──────── DATA EXCERPTS ────────

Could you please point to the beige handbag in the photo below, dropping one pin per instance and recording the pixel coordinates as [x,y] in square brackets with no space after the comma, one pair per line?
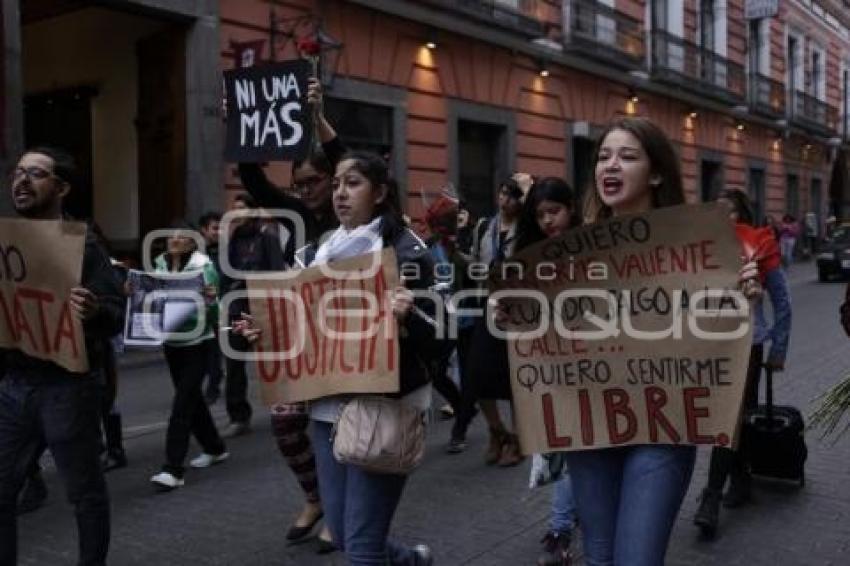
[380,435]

────────
──────── DATA EXCERPTS ────────

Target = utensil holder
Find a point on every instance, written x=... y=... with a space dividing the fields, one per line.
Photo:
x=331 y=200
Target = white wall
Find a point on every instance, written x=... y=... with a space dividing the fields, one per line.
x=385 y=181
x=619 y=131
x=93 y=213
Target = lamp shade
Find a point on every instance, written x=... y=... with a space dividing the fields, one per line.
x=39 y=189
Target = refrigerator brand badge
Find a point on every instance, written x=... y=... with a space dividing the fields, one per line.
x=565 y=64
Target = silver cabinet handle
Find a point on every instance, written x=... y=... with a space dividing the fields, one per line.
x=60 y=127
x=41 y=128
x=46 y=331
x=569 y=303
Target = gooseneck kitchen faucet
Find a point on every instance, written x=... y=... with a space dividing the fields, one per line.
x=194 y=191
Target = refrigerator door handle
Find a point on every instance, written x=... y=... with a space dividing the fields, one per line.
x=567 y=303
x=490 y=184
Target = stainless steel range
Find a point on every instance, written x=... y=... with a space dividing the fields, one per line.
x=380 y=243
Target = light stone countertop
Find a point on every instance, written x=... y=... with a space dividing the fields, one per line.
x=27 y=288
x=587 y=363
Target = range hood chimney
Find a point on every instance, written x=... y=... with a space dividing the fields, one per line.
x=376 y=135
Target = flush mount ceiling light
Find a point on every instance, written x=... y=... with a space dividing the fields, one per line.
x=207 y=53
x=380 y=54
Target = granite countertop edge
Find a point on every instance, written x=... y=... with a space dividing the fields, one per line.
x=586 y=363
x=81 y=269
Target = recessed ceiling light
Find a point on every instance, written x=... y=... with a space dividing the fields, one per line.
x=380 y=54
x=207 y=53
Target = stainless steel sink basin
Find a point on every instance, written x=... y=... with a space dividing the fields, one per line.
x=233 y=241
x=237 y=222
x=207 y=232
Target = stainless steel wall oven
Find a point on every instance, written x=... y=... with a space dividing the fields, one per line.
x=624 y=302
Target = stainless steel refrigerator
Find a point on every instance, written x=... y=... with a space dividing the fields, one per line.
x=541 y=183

────────

● **TASK REQUIREMENTS**
In the entries above, find the line holding "Target = utensil holder" and the line holding "Target = refrigerator brand badge", then retype exactly those two lines and every line between them, and nothing else.

● **RESPONSE BELOW**
Target = utensil holder
Find a point on every instance, written x=... y=... with a space dividing the fields, one per line.
Photo:
x=331 y=200
Target = white wall
Find a point on every instance, written x=... y=... with a space dividing the fields, one per line.
x=385 y=181
x=619 y=131
x=93 y=213
Target = lamp shade
Find a point on every instance, written x=... y=... with a space dividing the fields, one per line.
x=39 y=189
Target = refrigerator brand badge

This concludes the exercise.